# Stated goal:
Continue the passage below about Christ giving Himself for us, starting right after its last sentence.

# Source:

------------------------------------------------------------

For the grace of God that brings salvation has appeared to all men,…
I. THE UNSPEAKABLE AND ALL-POWERFUL GIFT. Christ began to give Himself when from the depths of eternity He passed within the limitations of men, and, drawn by our need, and impelled by filial obedience and fraternal love, entered within the conditions of our existence, "and, forasmuch as the children were partakers of flesh and blood, Himself likewise took part of the same." It was much that Christ should stretch out His hand to bless, should "give His back to the smiter and His cheeks to them that plucked off the hair," and bear His cross on His own shoulders, and should be fastened to it on Calvary. Did you ever think that it was perhaps more that He should have a hand with which to bless, and a back to be bared to the scourge, a cheek that did not flush with one angry spot when rude spittings were shot upon it and traitorous kisses touched it; shoulders to bear His cross, and a body to be nailed upon it. Why had He these but because, ere He had them, He gave Himself for us? And so, having its roots in eternity, that gift included all His wonderful self-oblivious and world-blessing life and culminated in the death upon the cross. But then, mark still further, that the apostle here gives us another thought which deepens the wonderfulness and the preciousness of this gift; for, speaking to a man who had never come near Jesus Christ in the flesh, and including in his words the whole race of mankind to the last syllable of recorded time, he declares that "He gave Himself for us." How did He give Himself for us unless in the giving He had the knowledge of us and His heart turned to us; unless when He yielded Himself to life and to death, the thoughts of all the men in the world, and that should thereafter be in it, were the motives that impelled Him? And how did "He give Himself for us" unless He gave Himself for me and for thee?

------------------------------------------------------------

# Record list:
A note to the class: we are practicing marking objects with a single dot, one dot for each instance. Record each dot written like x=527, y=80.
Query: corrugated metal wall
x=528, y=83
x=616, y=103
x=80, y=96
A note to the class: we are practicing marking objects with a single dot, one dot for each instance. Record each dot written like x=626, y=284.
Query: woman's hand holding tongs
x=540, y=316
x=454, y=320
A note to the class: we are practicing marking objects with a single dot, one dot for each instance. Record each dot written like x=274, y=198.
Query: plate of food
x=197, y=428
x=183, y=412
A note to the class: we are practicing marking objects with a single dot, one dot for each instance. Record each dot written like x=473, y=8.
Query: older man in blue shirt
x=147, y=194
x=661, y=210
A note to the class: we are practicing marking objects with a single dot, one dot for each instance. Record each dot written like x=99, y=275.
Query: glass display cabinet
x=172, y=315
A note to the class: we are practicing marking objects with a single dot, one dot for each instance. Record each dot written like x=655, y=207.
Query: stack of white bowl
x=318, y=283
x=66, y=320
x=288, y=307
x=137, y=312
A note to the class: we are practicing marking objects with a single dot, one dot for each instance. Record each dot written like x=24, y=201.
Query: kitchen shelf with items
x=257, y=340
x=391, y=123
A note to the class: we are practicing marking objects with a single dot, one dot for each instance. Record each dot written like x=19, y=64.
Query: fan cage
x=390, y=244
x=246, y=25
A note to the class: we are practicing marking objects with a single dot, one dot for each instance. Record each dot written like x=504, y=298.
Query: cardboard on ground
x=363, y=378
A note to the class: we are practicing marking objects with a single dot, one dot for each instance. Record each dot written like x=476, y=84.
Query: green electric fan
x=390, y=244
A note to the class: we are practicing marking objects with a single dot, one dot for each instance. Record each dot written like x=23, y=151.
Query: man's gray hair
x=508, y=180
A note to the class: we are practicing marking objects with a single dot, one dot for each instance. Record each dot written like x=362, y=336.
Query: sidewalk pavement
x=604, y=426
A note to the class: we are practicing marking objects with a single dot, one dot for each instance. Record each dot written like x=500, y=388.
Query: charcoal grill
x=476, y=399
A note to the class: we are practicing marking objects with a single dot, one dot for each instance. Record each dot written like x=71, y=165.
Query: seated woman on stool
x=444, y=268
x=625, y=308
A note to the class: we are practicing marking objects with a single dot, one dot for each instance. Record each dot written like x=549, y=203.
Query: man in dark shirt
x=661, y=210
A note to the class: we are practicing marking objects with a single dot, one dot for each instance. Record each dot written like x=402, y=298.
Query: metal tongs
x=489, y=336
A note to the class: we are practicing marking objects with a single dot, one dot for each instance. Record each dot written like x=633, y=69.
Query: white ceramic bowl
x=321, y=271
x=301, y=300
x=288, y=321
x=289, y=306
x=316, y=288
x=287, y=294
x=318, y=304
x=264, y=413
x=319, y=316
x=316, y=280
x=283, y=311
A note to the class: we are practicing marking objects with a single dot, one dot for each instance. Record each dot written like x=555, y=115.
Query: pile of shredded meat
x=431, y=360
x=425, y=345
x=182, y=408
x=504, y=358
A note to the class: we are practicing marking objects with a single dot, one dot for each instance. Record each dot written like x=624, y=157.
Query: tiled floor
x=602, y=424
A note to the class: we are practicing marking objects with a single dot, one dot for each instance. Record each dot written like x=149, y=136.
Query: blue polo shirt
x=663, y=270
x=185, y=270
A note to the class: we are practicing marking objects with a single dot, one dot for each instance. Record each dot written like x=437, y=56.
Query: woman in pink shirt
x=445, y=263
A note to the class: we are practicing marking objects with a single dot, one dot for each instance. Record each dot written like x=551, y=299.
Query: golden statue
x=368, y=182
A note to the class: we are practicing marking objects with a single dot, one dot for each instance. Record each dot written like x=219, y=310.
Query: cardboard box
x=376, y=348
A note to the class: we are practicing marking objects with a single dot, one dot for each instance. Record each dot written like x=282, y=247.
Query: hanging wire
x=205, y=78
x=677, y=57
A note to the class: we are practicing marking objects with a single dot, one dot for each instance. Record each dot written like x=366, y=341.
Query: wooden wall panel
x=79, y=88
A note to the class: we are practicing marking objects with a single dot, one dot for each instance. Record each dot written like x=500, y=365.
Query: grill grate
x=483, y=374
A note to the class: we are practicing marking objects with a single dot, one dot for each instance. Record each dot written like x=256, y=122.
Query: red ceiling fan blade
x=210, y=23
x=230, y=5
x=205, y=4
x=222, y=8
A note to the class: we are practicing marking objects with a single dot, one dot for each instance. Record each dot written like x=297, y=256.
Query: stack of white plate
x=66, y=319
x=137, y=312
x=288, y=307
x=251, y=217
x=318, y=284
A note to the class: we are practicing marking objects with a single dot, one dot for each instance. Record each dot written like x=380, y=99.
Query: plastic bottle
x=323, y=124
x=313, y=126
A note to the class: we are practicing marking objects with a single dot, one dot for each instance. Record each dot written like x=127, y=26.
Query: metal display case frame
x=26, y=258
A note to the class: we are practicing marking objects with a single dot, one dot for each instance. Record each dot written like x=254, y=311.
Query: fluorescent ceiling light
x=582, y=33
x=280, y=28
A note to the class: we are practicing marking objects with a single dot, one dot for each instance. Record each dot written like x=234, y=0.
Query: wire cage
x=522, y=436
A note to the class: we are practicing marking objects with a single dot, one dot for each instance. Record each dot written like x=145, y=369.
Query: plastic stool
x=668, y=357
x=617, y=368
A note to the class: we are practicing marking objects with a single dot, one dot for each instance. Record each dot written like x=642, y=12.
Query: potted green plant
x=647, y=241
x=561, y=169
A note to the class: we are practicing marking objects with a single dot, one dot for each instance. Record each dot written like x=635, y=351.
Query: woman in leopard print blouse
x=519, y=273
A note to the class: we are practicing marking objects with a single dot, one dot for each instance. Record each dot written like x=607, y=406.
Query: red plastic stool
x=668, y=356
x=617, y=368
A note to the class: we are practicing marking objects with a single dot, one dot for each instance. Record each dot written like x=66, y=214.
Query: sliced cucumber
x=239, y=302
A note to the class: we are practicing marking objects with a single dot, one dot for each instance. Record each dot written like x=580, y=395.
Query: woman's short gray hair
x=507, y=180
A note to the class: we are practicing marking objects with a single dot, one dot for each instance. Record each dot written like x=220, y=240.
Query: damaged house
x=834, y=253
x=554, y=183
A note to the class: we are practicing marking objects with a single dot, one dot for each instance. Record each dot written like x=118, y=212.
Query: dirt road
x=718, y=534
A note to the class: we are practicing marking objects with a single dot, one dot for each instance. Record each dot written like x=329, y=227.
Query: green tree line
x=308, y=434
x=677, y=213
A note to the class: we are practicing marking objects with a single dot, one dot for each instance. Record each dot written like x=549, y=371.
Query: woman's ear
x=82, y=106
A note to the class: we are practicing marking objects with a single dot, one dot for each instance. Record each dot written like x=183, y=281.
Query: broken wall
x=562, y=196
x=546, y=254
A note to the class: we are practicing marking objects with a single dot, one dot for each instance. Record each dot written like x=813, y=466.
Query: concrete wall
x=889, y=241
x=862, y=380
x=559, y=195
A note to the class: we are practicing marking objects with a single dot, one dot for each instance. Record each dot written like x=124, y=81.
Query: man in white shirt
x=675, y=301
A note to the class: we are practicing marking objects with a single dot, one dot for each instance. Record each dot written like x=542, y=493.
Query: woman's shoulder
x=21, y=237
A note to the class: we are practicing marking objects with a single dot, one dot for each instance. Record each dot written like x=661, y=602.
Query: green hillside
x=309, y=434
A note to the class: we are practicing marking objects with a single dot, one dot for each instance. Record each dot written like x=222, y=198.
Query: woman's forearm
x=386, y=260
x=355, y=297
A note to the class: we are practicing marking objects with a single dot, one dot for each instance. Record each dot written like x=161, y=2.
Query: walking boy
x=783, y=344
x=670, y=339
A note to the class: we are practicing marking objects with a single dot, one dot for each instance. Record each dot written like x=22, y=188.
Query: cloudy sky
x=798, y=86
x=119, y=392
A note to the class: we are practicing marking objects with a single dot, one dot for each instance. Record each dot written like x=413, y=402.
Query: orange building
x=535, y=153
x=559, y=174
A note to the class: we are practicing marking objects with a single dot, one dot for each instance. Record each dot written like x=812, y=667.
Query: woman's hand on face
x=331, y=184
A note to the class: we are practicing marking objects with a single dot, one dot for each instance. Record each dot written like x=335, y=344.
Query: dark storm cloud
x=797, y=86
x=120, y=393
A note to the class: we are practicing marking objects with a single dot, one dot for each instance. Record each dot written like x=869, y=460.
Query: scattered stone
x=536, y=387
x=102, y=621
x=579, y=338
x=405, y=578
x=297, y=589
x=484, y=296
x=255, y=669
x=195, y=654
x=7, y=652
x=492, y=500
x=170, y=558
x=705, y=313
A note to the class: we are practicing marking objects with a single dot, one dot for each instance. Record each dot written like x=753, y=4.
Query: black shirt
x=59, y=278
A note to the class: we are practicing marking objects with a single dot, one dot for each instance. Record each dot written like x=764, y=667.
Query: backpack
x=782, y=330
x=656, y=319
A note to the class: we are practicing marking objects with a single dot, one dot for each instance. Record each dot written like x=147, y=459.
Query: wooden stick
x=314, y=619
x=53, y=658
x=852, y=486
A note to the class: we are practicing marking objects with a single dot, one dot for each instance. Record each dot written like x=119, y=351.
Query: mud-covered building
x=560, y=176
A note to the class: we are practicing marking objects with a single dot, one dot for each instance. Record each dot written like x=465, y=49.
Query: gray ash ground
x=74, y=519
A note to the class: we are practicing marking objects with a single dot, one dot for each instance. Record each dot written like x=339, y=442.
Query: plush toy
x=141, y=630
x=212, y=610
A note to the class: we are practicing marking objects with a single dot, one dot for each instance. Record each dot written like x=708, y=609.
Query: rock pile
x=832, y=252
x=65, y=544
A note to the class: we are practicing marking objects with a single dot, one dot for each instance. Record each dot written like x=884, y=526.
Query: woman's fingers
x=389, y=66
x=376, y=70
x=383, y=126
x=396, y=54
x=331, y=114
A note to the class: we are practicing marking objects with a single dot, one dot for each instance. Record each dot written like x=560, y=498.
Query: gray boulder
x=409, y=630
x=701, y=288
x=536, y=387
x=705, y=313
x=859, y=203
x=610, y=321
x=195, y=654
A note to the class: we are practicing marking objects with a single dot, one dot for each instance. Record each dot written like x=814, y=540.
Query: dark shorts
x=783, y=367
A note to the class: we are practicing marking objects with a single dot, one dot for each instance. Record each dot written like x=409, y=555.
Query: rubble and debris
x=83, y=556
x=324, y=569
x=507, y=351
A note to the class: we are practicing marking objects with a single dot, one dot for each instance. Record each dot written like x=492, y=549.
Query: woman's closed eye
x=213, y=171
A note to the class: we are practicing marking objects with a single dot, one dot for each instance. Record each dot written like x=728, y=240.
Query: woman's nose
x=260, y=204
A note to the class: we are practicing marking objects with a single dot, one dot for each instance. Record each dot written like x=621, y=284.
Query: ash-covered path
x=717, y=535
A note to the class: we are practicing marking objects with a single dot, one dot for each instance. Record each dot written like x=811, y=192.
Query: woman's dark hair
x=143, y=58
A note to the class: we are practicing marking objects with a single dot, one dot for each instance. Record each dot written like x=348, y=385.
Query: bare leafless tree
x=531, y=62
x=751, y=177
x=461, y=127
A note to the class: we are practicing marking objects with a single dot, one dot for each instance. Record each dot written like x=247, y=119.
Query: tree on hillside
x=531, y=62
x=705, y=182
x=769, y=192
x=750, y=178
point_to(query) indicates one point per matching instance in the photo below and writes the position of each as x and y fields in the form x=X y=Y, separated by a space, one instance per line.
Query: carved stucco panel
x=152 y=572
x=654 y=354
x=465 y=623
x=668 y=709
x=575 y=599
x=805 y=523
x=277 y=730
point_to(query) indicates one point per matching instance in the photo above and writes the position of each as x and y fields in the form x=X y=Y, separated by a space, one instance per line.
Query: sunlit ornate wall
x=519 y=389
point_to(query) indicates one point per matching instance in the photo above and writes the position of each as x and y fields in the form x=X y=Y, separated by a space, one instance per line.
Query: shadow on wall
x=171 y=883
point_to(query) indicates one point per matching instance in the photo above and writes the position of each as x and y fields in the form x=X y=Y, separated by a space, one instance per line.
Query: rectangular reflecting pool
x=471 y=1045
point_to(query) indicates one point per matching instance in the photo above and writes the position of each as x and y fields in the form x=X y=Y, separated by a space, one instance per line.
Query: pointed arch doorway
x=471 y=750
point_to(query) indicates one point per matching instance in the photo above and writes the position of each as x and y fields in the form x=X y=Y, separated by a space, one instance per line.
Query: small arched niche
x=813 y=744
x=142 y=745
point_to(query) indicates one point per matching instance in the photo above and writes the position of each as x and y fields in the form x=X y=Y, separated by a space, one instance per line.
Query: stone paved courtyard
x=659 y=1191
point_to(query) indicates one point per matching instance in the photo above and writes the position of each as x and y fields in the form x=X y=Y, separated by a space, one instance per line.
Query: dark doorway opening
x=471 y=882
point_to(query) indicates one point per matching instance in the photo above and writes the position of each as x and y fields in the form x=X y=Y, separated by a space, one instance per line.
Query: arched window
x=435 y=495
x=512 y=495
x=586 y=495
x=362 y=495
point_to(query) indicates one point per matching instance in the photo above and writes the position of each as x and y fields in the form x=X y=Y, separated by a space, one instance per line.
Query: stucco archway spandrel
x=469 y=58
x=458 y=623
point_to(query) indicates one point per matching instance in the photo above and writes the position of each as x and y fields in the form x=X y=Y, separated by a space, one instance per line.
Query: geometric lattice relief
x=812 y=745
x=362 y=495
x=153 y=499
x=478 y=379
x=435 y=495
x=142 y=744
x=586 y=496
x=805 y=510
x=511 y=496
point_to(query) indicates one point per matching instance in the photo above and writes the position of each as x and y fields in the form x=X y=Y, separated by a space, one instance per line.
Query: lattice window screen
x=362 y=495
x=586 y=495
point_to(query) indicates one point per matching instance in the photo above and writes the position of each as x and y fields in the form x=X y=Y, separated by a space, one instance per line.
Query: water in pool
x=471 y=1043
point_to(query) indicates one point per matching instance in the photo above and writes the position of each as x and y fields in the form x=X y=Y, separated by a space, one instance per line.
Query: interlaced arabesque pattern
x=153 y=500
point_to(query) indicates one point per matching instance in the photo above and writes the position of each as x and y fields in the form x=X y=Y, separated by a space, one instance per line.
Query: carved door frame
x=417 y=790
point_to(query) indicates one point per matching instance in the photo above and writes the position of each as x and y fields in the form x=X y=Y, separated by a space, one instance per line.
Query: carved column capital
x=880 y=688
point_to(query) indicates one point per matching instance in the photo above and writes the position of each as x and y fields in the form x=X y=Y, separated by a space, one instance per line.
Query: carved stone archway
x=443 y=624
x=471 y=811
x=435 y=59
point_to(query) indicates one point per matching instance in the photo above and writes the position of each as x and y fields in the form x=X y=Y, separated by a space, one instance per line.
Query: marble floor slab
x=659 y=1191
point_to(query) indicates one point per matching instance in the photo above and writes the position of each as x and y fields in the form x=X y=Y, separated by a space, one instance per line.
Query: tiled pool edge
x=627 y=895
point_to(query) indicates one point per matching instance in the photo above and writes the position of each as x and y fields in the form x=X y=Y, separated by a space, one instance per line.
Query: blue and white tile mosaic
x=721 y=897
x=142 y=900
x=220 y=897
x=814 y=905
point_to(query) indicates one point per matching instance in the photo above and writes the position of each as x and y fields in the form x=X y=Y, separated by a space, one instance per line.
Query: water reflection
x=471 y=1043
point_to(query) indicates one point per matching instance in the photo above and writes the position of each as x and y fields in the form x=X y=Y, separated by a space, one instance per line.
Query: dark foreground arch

------------------------------------------------------------

# Written answer:
II. THE REDEEMING POWER OF THE GIFT. It is noteworthy, that here, in the apostle's summing up of the great purpose of the life and death of Jesus Christ, he isolates from all other consequences of that mighty fact, blessed as those are, and selects as the sole object to he considered this power to deliver men from the bondage of evil. Jesus Christ died for — not only that He might redeem you from the penalties of sin, nor from its guilt, but that He might redeem you from doing it. You want more than culture, more than the morality of prudence, more than education of conscience, in order to weaken passion and to strengthen will, so that a man may shake off the bondage of the evil which he has done, and may begin to walk in newness of life. I know of no power that enables a poor man, beset and burdened by torturing tyrants of his own passions, and feeble against the strong seductions of outward temptation, to stand fast and overcome them all, shaking their fetters from his emancipated limbs, but the realisation of that infinite sacrifice, that changeless Divine human love, that mighty pure Brother's life, from which there flow into men's hearts motives and powers and impulses which, and which alone, are strong enough to make them free.
III. THE ANSWERING GIFT THAT CORRESPONDS TO, AND IS EVOKED BY, CHRIST'S GIFT OF HIMSELF. The only way by which we can win another for ourselves is by giving ourselves to that other. Hearts are only bought by hearts; love's flame can only be kindled by love's flame. The only way by which one spiritual being can possess another is when the possessed loves and yields to the love of the possessor. And thus Jesus Christ makes us His own by giving Himself to us for our own. There is no power known in humanity that can, I was going to say, decentralise a human life and lift it clean off its pivot of self except the power of the unspeakable love of Jesus Christ on the cross. We revolve round our own centres, self is our centre; but that great Sun of Righteousness has mass enough to draw hearts and lives from their little orbit, and to turn them into satellites of its own. And then they move in music and in light around the Sun of their souls.
IV. THE ENTHUSIASM FOR GOOD WHICH THAT GREAT GIFT WILL KINDLE. "Zealous of good works." The apostle means substantially the same thing as he and the others mean by "righteousness" — the deeds of all kinds which correspond to men's place and power — "whatsoever things are lovely and of good report." He thinks that if a man has rightly pondered and yielded himself to the influence of that serene and supreme example of a beautiful work, Christ's giving of Himself for us, he will not only do such works, but be passionately desirous of opportunities for doing them. It is a deal easier to be zealous for the Church, for a society, for a political or religious party or school, for a movement or a cause, than to be "zealous for good works." And all that zeal is froth unless the other be with it. All Christ's flock are earmarked thus. They are zealous for good. They like and they seek for good works.
(A. Mclaren, D. D.)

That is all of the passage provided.